**Prompt:**
Report every line of the material below that contains the string "stadium", copying each line in full.

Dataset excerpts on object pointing
::::

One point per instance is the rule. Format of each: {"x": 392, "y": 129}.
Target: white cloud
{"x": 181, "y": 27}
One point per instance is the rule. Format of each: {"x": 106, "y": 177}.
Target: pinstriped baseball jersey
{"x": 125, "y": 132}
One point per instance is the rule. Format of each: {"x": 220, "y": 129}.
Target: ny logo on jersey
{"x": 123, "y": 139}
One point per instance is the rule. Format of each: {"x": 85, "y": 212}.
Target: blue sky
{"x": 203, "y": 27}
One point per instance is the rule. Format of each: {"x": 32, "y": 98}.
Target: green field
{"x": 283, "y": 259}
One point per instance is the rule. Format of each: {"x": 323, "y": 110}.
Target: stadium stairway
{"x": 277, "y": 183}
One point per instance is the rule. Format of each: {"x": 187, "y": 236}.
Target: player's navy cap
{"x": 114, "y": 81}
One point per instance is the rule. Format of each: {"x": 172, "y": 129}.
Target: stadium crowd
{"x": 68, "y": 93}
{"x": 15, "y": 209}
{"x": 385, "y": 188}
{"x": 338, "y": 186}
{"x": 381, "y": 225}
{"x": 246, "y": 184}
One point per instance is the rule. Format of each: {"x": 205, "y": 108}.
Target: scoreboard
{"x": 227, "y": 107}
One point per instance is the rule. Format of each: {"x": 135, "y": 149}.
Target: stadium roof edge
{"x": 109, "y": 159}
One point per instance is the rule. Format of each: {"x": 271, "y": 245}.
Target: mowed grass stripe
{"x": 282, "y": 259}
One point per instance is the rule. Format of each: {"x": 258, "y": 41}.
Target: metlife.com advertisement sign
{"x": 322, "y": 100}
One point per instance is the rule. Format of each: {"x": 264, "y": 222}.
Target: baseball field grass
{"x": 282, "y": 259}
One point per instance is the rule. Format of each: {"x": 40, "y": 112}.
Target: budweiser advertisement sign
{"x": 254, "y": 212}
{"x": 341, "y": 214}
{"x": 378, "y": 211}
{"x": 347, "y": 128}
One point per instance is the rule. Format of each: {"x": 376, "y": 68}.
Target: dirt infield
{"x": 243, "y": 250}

::::

**Solution to the problem:**
Target: stadium stairway
Target: stadium crowd
Target: stadium roof edge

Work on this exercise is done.